Extracted data entries ->
--- begin ---

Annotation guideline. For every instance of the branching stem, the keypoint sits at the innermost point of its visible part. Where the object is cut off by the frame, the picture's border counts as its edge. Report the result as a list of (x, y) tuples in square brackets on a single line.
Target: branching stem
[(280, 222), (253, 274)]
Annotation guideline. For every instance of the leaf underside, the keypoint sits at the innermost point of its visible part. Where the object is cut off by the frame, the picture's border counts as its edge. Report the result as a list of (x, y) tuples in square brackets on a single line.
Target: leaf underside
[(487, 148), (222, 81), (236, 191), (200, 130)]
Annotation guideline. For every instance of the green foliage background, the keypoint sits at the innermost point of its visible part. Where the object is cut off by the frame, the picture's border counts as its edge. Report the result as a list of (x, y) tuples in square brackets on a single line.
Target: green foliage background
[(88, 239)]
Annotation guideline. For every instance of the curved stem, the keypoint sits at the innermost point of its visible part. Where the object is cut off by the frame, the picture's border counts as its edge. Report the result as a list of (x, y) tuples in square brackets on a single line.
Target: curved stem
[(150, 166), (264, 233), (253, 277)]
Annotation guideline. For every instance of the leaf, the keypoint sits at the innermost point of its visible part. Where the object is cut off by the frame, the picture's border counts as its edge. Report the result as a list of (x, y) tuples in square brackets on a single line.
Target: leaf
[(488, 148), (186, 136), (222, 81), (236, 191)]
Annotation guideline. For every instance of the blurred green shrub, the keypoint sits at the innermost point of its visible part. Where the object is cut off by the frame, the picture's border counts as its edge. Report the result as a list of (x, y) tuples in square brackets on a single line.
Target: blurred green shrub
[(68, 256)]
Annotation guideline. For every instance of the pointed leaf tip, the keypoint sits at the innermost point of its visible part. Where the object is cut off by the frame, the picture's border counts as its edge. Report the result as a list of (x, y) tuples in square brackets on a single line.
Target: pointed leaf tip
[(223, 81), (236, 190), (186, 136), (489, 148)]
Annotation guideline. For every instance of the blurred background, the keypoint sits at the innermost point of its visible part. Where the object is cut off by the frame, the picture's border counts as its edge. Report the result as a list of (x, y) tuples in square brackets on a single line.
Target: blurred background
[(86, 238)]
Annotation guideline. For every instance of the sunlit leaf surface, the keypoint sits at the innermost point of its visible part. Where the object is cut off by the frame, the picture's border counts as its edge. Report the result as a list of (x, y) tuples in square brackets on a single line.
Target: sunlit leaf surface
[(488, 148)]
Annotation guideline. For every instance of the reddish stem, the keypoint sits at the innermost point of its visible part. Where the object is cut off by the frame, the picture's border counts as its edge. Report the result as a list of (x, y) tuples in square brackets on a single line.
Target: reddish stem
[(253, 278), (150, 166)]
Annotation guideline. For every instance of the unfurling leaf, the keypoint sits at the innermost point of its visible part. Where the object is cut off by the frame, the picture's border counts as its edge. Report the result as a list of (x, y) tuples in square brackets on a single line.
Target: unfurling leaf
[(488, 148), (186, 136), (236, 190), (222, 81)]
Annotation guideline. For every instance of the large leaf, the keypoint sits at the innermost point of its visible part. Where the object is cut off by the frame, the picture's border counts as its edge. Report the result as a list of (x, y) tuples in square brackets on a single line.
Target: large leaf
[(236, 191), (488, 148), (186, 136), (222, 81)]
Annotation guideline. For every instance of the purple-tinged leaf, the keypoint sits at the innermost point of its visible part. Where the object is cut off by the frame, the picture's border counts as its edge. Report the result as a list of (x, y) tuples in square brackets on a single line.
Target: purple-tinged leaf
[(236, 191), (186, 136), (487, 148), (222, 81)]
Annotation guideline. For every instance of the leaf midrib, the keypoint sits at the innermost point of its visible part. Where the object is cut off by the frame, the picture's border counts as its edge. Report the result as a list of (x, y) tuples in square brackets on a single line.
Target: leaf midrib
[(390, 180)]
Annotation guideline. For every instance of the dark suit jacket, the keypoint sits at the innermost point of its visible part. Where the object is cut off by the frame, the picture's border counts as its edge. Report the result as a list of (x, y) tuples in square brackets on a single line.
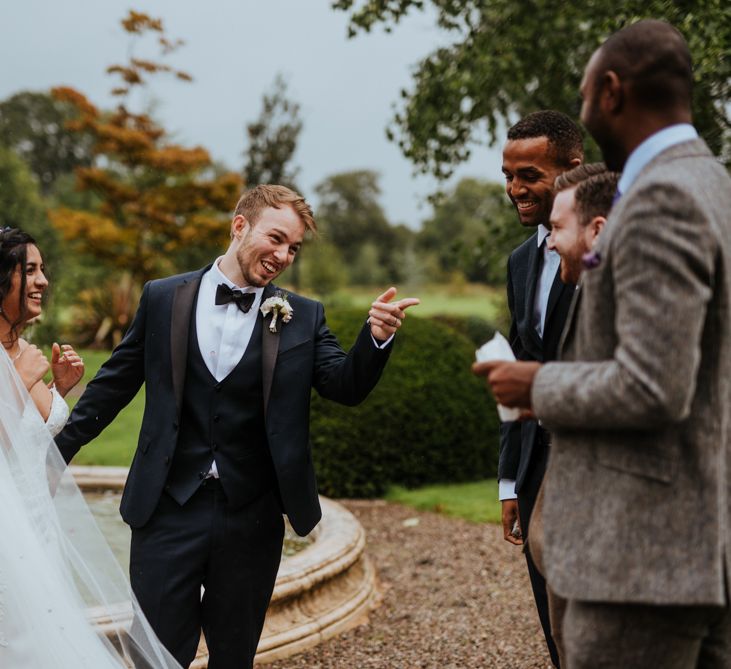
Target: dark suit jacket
[(524, 267), (303, 354)]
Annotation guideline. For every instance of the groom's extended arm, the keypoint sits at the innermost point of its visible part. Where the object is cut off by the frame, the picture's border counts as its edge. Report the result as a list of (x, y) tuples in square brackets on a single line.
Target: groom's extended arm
[(348, 378), (114, 386)]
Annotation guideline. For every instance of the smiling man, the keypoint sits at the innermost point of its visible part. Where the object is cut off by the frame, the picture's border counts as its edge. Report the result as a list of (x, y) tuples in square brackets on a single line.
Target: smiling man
[(584, 196), (224, 448), (539, 148)]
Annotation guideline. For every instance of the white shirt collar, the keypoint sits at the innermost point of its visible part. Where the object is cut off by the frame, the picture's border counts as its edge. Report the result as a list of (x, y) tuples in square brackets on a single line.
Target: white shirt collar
[(542, 233), (651, 147), (216, 276)]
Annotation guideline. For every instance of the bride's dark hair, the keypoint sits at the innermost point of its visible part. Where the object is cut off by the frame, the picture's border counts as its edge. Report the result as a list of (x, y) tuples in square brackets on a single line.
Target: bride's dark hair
[(13, 252)]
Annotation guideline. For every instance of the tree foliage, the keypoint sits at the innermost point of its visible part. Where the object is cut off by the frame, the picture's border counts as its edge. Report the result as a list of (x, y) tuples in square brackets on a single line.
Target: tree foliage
[(156, 197), (273, 140), (350, 217), (473, 229), (33, 125), (509, 58)]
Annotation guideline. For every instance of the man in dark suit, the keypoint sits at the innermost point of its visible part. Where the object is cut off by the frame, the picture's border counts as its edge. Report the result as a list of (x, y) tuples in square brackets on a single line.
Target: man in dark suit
[(224, 445), (633, 524), (539, 148)]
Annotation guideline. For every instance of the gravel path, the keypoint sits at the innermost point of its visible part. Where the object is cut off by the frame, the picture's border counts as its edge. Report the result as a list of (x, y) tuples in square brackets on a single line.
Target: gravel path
[(455, 596)]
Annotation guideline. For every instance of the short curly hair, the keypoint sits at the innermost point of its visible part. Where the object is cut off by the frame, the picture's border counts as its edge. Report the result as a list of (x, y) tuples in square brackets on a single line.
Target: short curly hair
[(13, 254), (565, 140)]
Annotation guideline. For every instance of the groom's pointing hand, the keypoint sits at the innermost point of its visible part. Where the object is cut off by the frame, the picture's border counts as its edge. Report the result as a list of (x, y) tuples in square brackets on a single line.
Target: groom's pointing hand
[(385, 316)]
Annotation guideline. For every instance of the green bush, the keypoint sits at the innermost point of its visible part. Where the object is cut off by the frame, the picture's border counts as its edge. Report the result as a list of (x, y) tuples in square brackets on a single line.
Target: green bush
[(429, 419), (476, 329)]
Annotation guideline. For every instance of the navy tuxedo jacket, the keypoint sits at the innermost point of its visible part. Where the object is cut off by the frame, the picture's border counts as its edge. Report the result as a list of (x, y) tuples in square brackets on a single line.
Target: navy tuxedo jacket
[(302, 355), (524, 267)]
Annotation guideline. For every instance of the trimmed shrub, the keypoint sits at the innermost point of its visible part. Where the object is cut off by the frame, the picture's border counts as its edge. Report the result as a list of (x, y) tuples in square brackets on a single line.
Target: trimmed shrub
[(476, 329), (429, 420)]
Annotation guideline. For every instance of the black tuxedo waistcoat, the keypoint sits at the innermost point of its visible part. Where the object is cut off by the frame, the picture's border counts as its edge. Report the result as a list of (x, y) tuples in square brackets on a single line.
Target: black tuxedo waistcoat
[(302, 355), (223, 420), (517, 440)]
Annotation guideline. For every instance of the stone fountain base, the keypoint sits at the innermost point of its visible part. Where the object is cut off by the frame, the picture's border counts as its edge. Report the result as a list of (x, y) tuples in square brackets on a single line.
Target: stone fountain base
[(323, 590)]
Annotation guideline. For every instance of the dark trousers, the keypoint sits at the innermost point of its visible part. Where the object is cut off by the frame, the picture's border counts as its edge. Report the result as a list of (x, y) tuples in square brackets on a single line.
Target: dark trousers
[(233, 554), (526, 502)]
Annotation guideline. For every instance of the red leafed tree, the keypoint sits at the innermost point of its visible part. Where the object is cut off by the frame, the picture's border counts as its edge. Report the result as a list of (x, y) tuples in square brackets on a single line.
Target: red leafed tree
[(157, 200)]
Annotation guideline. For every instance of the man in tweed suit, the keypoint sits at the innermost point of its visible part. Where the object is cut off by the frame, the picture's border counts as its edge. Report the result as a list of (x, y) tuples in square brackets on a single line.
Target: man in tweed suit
[(636, 514)]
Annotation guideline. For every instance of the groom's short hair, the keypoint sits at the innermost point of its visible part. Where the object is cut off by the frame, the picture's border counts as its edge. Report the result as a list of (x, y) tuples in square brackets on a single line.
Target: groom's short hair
[(254, 201)]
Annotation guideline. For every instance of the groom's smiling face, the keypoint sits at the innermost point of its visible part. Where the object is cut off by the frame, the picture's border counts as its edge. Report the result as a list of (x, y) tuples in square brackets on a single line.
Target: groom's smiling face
[(268, 246)]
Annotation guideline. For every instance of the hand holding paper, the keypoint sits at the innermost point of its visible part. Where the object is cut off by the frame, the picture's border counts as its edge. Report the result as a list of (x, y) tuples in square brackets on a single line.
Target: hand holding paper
[(498, 348), (510, 381)]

--- end ---

Reproduce the part of the data that begins with the line containing "Annotation guideline. For every instance of the stone" and ends with the line containing "[(323, 590)]", swapping "stone" for "marble" and changing nothing else.

EXERCISE RESULT ->
Annotation guideline. For every instance of the marble fountain base, the keypoint sits at the innermost point of its visible part. Where the object is cut off by the frame, the picture's border counts as its edge. Report the result as a list of (x, y) tuples in square brackets on a single line.
Target: marble fountain base
[(323, 590)]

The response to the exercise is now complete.